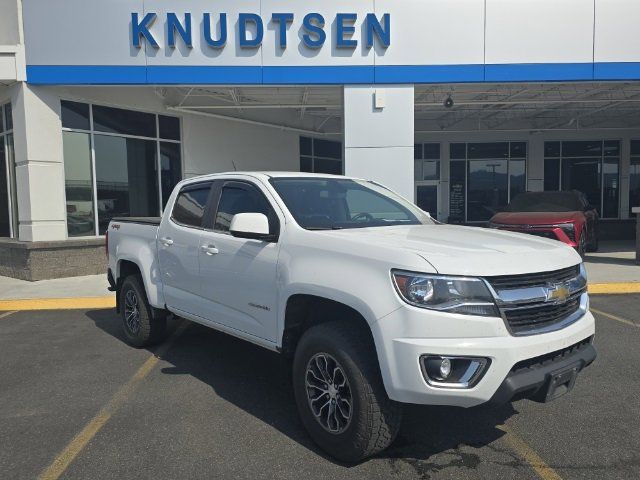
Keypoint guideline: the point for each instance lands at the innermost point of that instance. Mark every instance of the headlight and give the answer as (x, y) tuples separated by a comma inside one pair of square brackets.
[(569, 229), (468, 296)]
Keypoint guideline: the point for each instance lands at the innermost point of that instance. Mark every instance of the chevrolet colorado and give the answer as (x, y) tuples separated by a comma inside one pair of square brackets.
[(375, 303)]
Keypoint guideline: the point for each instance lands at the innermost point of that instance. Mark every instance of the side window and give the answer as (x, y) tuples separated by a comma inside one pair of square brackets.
[(242, 199), (190, 205)]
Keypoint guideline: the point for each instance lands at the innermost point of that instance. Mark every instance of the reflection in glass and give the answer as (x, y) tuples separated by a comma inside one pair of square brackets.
[(518, 177), (583, 174), (634, 184), (126, 175), (487, 190), (610, 190), (78, 184), (4, 193), (551, 174), (170, 168)]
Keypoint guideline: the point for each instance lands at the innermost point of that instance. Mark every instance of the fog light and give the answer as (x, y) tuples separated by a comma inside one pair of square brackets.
[(453, 372), (445, 368)]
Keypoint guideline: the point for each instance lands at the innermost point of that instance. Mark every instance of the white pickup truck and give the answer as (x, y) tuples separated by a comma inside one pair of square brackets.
[(375, 302)]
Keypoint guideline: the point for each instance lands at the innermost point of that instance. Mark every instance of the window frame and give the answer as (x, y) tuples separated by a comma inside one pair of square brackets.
[(246, 185), (9, 148), (93, 133), (313, 157), (601, 159), (422, 159), (207, 207), (466, 160), (634, 159)]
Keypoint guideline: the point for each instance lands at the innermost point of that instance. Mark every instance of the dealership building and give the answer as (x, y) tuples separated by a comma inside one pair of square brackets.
[(458, 105)]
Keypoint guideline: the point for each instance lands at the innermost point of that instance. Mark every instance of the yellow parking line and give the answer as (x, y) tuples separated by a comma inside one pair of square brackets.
[(80, 441), (518, 445), (614, 288), (614, 317), (58, 303)]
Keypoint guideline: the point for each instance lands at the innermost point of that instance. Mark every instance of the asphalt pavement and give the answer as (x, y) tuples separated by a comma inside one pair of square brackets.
[(78, 402)]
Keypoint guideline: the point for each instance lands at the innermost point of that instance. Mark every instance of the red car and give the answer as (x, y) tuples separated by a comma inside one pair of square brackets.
[(564, 216)]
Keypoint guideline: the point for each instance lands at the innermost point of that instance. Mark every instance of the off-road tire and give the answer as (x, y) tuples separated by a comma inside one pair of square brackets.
[(152, 324), (375, 419)]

Set exercise →
Update all the entries above by replacing "innermost point" with "most central point" wherever it occurs, and keep everything else the same. Leave the pictures out of your answer.

Task answer →
Keypoint guideline: the point for each instance lands at the most central point of that instance. Mark every instance of the headlight and give the answer as (x, y) tuples separated by a comma inside one pair of square brackets.
[(569, 229), (468, 296)]
Keypoint guideline: the point for each instance lands at the most central point of that instance. Mark every instance of the chevrolet colorado and give the answer as (x, y) tuples separated by a comma inside one pair of square brackets.
[(375, 303)]
Keypoint guideline: the point for each instance lands at the most central point of that instance. Mark every instance of the side window and give the answer as (x, y) tuples separated by a comma inside one pair of square brackets.
[(242, 199), (190, 205)]
Keypoint guideline: the point for each instance lands at the most central point of that instance. Mark every instance of the reflection in glass and give the answer as (x, y) tuples separated by a comma inside one pair of square brackets.
[(518, 177), (583, 174), (634, 184), (126, 175), (487, 190), (610, 190), (78, 184), (4, 193), (551, 174), (170, 168)]
Keypoint guideline: the point for each instance lands at the most central point of that instance. Mark every instance of the fog light and give the answer as (x, y) tuples separated by a comma inside one pair of square brackets.
[(453, 372), (445, 368)]
Keypoint guideline: the point for each instance lands at the most central point of that instance. Mark every instance of the white pickup truck and give the answer as (x, y) tuples separated by a comma inside one pair of square brackets.
[(375, 302)]
Keypoint guideline: the point for each instance lands at the most central point of that instance. Mark every instance of the window frame and give the answer as (x, y) tuples separated by a comma inside one pair of square brackets.
[(246, 185), (9, 148), (93, 133), (313, 157), (601, 159), (422, 159), (207, 207), (466, 160), (634, 159)]
Keypoint guideline: the point for each instance lands at the most central point of that instance. Mark every instance of the dealership building and give the answer as (x, y) tuples separated by a comma inside one pair of square brackets.
[(458, 105)]
Keypoint guideline: the point for each instance lands at the most central point of that instance. Mark every instance of the yellow parking line and give the answer as (x, y) tuples separated by a comma inside one pair of square brackets.
[(80, 441), (518, 445), (614, 288), (614, 317), (58, 303)]
Keypoint guideline: the point for each instance lands at the most central point of that instance. Mark every instance of the asphalt pavement and give the answer as (x, y) tuples separated by a comma inside one pair of square brackets.
[(78, 402)]
Keypoint guideline: the point for each instance lands at the most central point of that instance. Mark every instance of the red car and give the answer as (x, y) tuples separated by a comma inside one pair of square brackets.
[(564, 216)]
Keypoint guideline: the point for each instance lands at the most central point of that instance. Mark every instance of the off-road tire and give the answer as (x, y) tuples separated by a comma inside one pair of square brackets.
[(152, 324), (375, 419)]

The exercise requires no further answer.